------ MATERIALS PROVIDED ------

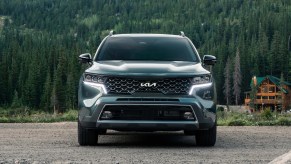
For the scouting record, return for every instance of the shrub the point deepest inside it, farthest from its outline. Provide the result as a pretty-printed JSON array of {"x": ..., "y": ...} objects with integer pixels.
[
  {"x": 283, "y": 121},
  {"x": 237, "y": 122},
  {"x": 267, "y": 114}
]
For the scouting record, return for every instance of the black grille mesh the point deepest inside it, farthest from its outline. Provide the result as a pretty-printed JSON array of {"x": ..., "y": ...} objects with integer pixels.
[
  {"x": 168, "y": 86},
  {"x": 148, "y": 112}
]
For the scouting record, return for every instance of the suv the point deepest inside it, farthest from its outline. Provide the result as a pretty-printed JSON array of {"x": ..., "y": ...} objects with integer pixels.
[{"x": 147, "y": 82}]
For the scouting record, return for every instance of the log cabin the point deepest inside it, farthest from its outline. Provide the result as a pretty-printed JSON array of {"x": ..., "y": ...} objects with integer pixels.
[{"x": 268, "y": 92}]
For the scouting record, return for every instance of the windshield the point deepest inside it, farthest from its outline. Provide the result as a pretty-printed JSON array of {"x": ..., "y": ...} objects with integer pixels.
[{"x": 147, "y": 48}]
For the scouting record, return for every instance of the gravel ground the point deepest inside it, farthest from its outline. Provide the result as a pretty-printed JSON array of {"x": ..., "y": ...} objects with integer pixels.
[{"x": 57, "y": 143}]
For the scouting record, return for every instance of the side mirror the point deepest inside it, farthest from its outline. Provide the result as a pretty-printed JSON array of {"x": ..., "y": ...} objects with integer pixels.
[
  {"x": 209, "y": 60},
  {"x": 85, "y": 58}
]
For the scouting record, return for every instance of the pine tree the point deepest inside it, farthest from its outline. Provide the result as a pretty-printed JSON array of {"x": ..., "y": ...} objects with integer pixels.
[
  {"x": 237, "y": 78},
  {"x": 227, "y": 82},
  {"x": 46, "y": 95}
]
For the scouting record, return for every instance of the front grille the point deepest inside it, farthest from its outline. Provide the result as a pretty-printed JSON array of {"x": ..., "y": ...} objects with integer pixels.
[
  {"x": 168, "y": 86},
  {"x": 148, "y": 112},
  {"x": 148, "y": 99}
]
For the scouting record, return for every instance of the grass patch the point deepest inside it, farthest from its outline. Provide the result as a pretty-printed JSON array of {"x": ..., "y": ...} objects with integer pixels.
[
  {"x": 265, "y": 118},
  {"x": 26, "y": 115}
]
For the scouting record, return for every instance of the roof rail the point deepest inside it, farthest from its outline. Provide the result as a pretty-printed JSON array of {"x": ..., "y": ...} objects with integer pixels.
[
  {"x": 111, "y": 33},
  {"x": 182, "y": 34}
]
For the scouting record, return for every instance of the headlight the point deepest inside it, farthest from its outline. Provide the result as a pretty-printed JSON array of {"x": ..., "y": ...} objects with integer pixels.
[
  {"x": 96, "y": 81},
  {"x": 95, "y": 78},
  {"x": 201, "y": 79},
  {"x": 200, "y": 82}
]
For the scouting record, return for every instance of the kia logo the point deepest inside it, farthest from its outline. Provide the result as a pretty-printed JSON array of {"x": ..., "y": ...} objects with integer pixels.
[{"x": 148, "y": 84}]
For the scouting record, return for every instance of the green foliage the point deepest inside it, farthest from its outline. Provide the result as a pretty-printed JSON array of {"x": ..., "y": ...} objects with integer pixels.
[
  {"x": 254, "y": 119},
  {"x": 24, "y": 115},
  {"x": 267, "y": 114}
]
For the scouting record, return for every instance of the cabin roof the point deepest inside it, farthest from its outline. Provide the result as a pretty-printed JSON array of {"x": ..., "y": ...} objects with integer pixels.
[{"x": 273, "y": 79}]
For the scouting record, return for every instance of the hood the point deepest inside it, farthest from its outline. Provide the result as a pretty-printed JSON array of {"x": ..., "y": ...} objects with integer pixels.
[{"x": 147, "y": 68}]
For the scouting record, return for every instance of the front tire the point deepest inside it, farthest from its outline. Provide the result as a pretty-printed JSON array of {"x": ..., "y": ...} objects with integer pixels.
[
  {"x": 206, "y": 138},
  {"x": 87, "y": 136}
]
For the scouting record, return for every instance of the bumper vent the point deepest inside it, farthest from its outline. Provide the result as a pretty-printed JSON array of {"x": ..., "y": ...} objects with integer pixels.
[
  {"x": 169, "y": 86},
  {"x": 148, "y": 112}
]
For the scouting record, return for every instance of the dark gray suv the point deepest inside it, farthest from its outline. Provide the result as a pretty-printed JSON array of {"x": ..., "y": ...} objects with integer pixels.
[{"x": 147, "y": 82}]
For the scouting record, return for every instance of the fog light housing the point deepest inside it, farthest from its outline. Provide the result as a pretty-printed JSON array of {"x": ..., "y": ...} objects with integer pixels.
[
  {"x": 188, "y": 116},
  {"x": 106, "y": 115}
]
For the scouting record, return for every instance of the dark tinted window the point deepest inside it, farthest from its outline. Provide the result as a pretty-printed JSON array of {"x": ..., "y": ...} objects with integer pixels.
[{"x": 147, "y": 48}]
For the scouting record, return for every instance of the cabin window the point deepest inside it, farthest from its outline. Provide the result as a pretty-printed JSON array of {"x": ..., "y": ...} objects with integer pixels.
[
  {"x": 265, "y": 89},
  {"x": 272, "y": 90},
  {"x": 259, "y": 90},
  {"x": 272, "y": 97},
  {"x": 265, "y": 97}
]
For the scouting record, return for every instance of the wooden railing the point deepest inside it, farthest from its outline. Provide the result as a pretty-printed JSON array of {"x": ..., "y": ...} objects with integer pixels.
[{"x": 265, "y": 101}]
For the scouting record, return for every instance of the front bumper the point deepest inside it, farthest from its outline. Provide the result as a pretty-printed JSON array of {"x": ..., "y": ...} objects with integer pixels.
[{"x": 92, "y": 102}]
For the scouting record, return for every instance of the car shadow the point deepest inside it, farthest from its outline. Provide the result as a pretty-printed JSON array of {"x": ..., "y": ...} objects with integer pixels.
[{"x": 144, "y": 139}]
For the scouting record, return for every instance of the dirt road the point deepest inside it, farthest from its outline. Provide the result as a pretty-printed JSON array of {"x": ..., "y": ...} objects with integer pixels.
[{"x": 57, "y": 143}]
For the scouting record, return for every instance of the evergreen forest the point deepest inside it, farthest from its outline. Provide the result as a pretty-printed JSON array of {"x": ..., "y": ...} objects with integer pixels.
[{"x": 40, "y": 41}]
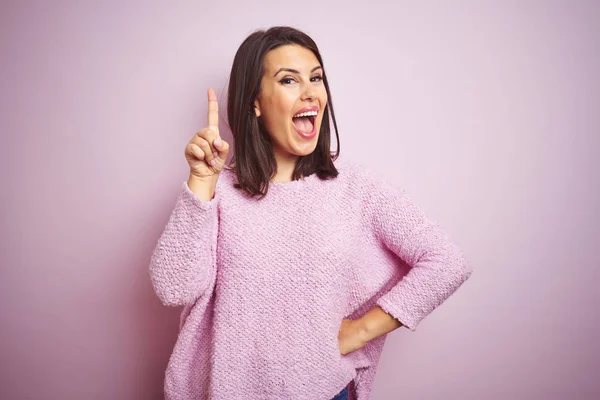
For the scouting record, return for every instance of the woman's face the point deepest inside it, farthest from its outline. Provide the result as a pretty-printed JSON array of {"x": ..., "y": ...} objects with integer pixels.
[{"x": 292, "y": 82}]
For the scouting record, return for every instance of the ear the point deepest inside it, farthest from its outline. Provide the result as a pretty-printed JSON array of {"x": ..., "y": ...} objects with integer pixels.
[{"x": 257, "y": 108}]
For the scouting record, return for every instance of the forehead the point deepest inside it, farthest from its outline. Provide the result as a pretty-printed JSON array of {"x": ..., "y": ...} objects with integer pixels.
[{"x": 290, "y": 56}]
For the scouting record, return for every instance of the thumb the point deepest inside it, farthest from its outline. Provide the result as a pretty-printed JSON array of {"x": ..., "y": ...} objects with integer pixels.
[{"x": 222, "y": 147}]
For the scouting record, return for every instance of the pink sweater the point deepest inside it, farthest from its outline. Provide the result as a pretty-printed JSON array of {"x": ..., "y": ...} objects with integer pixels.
[{"x": 266, "y": 283}]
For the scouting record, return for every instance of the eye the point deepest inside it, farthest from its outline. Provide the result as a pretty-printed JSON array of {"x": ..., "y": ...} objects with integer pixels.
[{"x": 286, "y": 81}]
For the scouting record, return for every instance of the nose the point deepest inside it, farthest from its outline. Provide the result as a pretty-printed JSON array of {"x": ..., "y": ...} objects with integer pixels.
[{"x": 308, "y": 92}]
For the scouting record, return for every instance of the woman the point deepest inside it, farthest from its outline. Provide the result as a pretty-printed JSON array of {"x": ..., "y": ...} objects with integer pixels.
[{"x": 288, "y": 262}]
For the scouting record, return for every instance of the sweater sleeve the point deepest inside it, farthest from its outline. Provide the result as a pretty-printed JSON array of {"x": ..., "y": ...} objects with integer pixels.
[
  {"x": 183, "y": 263},
  {"x": 438, "y": 266}
]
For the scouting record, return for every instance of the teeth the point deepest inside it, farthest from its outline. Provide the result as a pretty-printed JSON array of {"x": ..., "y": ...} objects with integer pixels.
[{"x": 307, "y": 114}]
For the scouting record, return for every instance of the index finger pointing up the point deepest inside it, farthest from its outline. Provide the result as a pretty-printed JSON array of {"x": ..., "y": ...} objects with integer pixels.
[{"x": 213, "y": 111}]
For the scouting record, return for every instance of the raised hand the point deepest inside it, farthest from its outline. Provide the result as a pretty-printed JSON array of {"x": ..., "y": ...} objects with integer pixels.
[{"x": 206, "y": 152}]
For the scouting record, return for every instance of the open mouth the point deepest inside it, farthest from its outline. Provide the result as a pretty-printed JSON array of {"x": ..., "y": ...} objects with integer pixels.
[{"x": 305, "y": 122}]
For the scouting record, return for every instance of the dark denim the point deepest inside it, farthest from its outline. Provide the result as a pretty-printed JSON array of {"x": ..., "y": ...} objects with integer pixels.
[{"x": 343, "y": 395}]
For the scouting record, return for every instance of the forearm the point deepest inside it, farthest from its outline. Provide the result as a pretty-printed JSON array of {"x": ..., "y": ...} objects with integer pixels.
[{"x": 377, "y": 322}]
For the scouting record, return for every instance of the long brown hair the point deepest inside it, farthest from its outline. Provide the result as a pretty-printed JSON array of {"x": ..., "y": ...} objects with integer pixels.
[{"x": 255, "y": 163}]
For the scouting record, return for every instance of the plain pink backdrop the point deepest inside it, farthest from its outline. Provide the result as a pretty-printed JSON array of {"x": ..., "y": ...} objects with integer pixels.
[{"x": 486, "y": 113}]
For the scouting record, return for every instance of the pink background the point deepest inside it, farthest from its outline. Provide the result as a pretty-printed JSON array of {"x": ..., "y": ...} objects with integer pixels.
[{"x": 488, "y": 115}]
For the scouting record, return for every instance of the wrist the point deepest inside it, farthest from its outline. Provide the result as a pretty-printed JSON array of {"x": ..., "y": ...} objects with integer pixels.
[{"x": 203, "y": 189}]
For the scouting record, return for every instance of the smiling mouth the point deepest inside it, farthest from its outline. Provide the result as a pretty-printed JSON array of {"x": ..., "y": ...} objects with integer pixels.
[{"x": 305, "y": 124}]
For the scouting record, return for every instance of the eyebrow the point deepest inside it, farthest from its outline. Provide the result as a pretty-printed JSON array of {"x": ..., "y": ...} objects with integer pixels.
[{"x": 296, "y": 71}]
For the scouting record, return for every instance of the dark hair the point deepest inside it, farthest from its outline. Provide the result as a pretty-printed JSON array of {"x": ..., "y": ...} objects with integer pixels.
[{"x": 255, "y": 163}]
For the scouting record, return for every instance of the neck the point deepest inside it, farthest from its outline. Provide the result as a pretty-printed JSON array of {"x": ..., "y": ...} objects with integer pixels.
[{"x": 285, "y": 167}]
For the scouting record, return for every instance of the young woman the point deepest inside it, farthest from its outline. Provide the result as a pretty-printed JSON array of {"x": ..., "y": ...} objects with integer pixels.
[{"x": 291, "y": 265}]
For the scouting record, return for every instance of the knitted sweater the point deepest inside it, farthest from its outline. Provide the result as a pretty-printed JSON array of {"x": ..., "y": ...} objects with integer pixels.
[{"x": 266, "y": 283}]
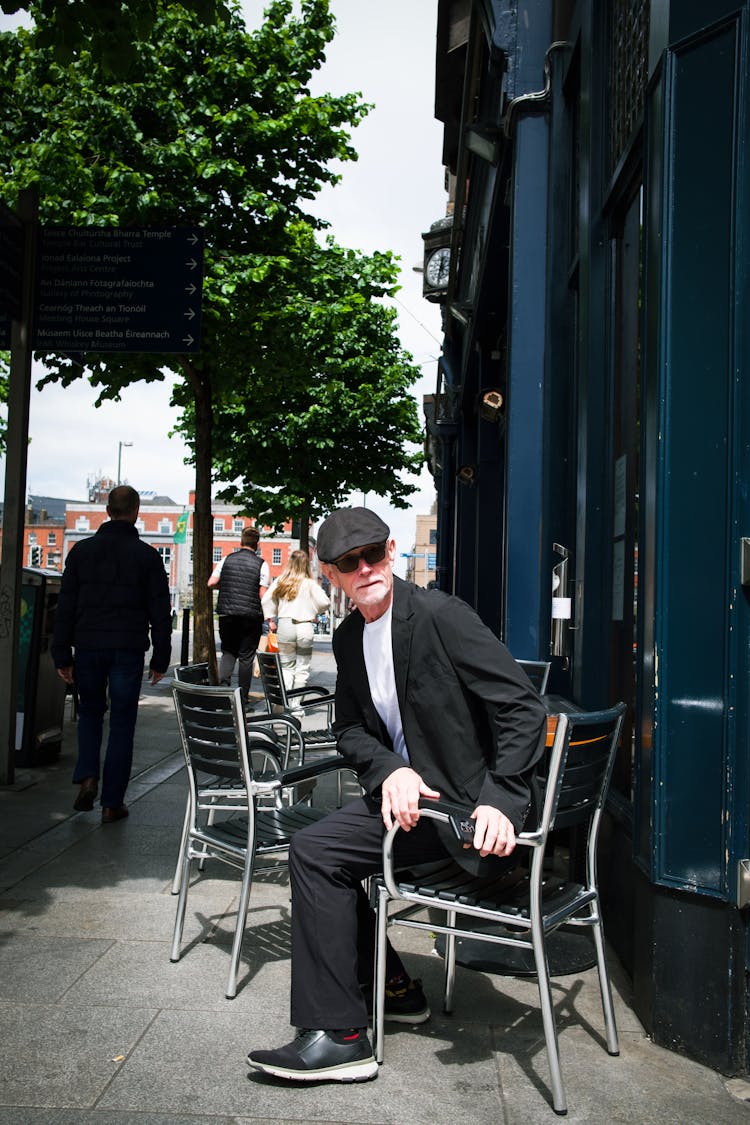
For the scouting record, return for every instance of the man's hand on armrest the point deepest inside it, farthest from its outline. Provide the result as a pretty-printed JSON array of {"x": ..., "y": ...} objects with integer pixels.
[{"x": 400, "y": 794}]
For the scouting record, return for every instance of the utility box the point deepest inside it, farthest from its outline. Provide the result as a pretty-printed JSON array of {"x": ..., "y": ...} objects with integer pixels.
[{"x": 41, "y": 695}]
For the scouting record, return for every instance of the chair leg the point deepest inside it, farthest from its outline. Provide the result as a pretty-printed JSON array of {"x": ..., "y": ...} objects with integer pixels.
[
  {"x": 450, "y": 964},
  {"x": 181, "y": 905},
  {"x": 611, "y": 1026},
  {"x": 209, "y": 821},
  {"x": 379, "y": 986},
  {"x": 559, "y": 1101},
  {"x": 240, "y": 928},
  {"x": 183, "y": 844}
]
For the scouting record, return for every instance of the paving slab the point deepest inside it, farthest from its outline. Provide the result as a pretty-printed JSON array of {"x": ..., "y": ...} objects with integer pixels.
[{"x": 62, "y": 1056}]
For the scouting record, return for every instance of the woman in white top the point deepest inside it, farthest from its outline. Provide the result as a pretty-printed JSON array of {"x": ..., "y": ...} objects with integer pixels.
[{"x": 295, "y": 599}]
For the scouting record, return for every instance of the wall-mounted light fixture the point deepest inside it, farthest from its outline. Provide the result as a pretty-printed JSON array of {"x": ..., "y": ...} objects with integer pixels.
[
  {"x": 491, "y": 404},
  {"x": 485, "y": 142}
]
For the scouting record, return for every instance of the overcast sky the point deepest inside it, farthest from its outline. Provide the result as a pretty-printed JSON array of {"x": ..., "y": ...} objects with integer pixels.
[{"x": 385, "y": 201}]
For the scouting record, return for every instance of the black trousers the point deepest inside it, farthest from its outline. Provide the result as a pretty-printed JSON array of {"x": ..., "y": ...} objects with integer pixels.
[
  {"x": 332, "y": 921},
  {"x": 240, "y": 637}
]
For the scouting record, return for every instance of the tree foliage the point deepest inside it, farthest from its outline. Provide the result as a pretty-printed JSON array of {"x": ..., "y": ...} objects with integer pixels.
[
  {"x": 215, "y": 127},
  {"x": 322, "y": 408},
  {"x": 108, "y": 28}
]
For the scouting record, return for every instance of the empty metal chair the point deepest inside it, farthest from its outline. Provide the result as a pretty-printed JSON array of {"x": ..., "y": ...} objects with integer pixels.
[
  {"x": 279, "y": 699},
  {"x": 577, "y": 779},
  {"x": 216, "y": 744},
  {"x": 270, "y": 747}
]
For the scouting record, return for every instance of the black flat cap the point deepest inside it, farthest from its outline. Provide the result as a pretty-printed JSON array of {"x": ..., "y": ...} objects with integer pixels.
[{"x": 348, "y": 529}]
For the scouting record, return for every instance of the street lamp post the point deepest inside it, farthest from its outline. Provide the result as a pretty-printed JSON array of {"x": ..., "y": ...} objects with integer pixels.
[{"x": 119, "y": 456}]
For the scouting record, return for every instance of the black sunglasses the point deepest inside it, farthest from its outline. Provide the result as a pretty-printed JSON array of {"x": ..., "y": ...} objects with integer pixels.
[{"x": 371, "y": 555}]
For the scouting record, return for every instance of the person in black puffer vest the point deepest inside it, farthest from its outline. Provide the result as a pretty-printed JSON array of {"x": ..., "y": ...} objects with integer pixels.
[
  {"x": 114, "y": 590},
  {"x": 242, "y": 578}
]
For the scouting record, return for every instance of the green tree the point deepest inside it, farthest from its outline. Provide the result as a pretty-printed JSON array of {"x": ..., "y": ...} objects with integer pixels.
[
  {"x": 323, "y": 408},
  {"x": 108, "y": 28},
  {"x": 215, "y": 127}
]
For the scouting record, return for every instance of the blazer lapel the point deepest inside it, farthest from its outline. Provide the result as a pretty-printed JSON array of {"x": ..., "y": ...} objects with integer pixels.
[{"x": 401, "y": 638}]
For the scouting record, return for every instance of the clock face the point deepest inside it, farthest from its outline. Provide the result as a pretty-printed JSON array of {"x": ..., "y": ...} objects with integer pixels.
[{"x": 437, "y": 268}]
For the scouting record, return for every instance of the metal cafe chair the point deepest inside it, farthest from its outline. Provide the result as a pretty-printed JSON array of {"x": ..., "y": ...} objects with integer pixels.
[
  {"x": 269, "y": 746},
  {"x": 216, "y": 745},
  {"x": 578, "y": 773},
  {"x": 280, "y": 699}
]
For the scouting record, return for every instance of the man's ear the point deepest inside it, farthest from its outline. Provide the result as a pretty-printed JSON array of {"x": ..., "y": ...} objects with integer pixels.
[{"x": 331, "y": 573}]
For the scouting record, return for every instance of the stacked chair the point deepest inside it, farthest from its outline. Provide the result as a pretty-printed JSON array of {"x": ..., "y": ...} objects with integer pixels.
[
  {"x": 235, "y": 813},
  {"x": 461, "y": 906}
]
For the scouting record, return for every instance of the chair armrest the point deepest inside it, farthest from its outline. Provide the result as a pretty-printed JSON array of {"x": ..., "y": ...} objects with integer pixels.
[
  {"x": 463, "y": 812},
  {"x": 314, "y": 770},
  {"x": 323, "y": 693},
  {"x": 265, "y": 726}
]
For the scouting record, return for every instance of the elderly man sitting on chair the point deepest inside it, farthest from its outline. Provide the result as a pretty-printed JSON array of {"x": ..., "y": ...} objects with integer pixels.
[{"x": 428, "y": 704}]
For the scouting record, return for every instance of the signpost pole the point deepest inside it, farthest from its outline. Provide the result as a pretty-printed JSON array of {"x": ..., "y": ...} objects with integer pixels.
[{"x": 14, "y": 512}]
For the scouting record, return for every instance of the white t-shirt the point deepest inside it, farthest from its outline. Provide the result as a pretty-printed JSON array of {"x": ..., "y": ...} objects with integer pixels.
[{"x": 379, "y": 664}]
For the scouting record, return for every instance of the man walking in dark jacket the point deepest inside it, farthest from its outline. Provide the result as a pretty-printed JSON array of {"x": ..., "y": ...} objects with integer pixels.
[
  {"x": 114, "y": 590},
  {"x": 242, "y": 578}
]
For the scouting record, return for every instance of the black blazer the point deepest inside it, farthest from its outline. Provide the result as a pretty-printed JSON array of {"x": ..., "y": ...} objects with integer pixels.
[{"x": 475, "y": 726}]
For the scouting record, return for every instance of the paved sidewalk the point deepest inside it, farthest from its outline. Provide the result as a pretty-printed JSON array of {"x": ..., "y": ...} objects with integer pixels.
[{"x": 97, "y": 1025}]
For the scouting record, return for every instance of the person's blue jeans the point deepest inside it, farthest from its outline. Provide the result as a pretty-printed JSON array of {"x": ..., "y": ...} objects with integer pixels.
[{"x": 97, "y": 672}]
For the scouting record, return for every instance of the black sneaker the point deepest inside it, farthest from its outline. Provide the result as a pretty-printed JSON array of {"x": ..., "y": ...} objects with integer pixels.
[
  {"x": 319, "y": 1056},
  {"x": 405, "y": 1004}
]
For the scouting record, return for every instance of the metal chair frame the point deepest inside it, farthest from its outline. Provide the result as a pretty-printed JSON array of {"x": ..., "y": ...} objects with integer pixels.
[
  {"x": 579, "y": 770},
  {"x": 281, "y": 700},
  {"x": 216, "y": 745},
  {"x": 270, "y": 748}
]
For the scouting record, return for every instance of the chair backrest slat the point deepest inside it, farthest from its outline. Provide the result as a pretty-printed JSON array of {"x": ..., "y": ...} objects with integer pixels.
[
  {"x": 213, "y": 731},
  {"x": 192, "y": 674},
  {"x": 580, "y": 764}
]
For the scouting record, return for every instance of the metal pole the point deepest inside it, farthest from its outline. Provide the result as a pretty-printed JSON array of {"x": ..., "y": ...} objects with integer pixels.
[
  {"x": 19, "y": 390},
  {"x": 184, "y": 651},
  {"x": 119, "y": 457}
]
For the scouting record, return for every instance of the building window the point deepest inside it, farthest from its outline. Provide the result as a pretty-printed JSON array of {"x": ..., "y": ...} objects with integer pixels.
[{"x": 165, "y": 554}]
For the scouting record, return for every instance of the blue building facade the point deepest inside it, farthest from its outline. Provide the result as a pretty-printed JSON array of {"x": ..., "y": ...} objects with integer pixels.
[{"x": 590, "y": 435}]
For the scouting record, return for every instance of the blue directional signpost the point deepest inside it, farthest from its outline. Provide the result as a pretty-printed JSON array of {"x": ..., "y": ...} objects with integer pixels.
[
  {"x": 11, "y": 254},
  {"x": 118, "y": 289}
]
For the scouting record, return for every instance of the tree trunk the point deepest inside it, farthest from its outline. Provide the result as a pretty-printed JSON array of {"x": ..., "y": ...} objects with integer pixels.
[
  {"x": 204, "y": 646},
  {"x": 305, "y": 528}
]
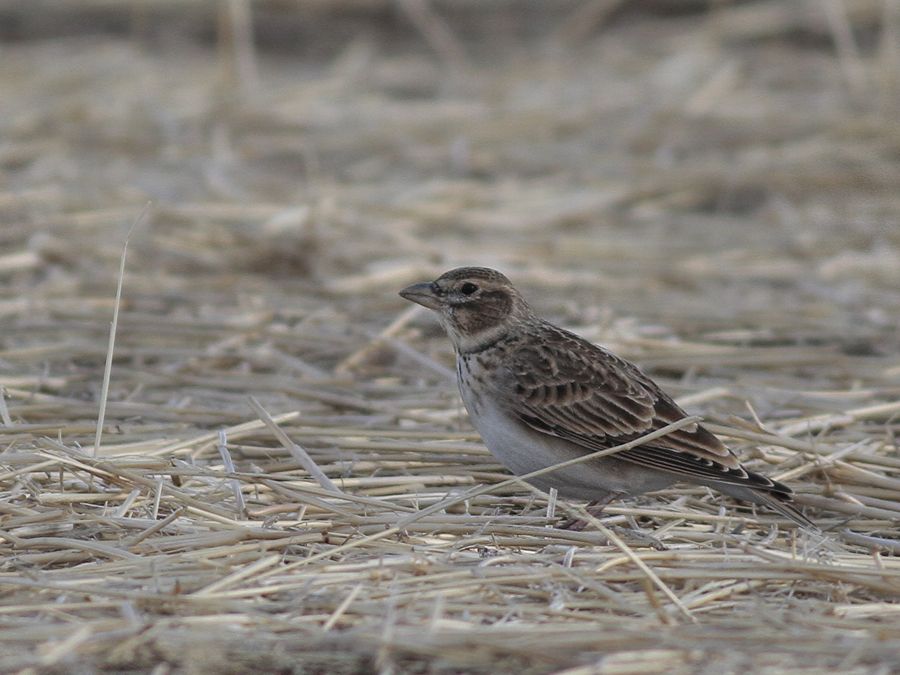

------

Locate every line in the data above that contains the word "pole" and copy each of those lines.

RESULT OF THIS TASK:
For the scouting record, return for every instance of the signpost pole the point deepest inside it, farthest from its outline. Provide the result as a pretty-printed JSON array of {"x": ..., "y": ...} objects with integer pixels.
For the scouting record, return for every instance of the metal pole the point deepest inside it, farthest from its outline. Provide the result as a pretty-printed JSON array of {"x": ..., "y": ...} objects with integer pixels.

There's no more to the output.